◆ **Prompt**: Go over the records and copy every line with the string "sample".

Stored data:
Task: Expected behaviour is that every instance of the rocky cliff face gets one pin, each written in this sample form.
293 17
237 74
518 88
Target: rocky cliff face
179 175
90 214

---

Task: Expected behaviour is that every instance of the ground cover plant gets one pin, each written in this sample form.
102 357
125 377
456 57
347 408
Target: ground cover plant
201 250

◆ **Your solution**:
Task: Expected behaviour is that every instance of the rocky cliff face gets one pin, each written in this sample form.
Task: Expected behaviour is that every instance of the ground cover plant gets one pin, each written in this sample form.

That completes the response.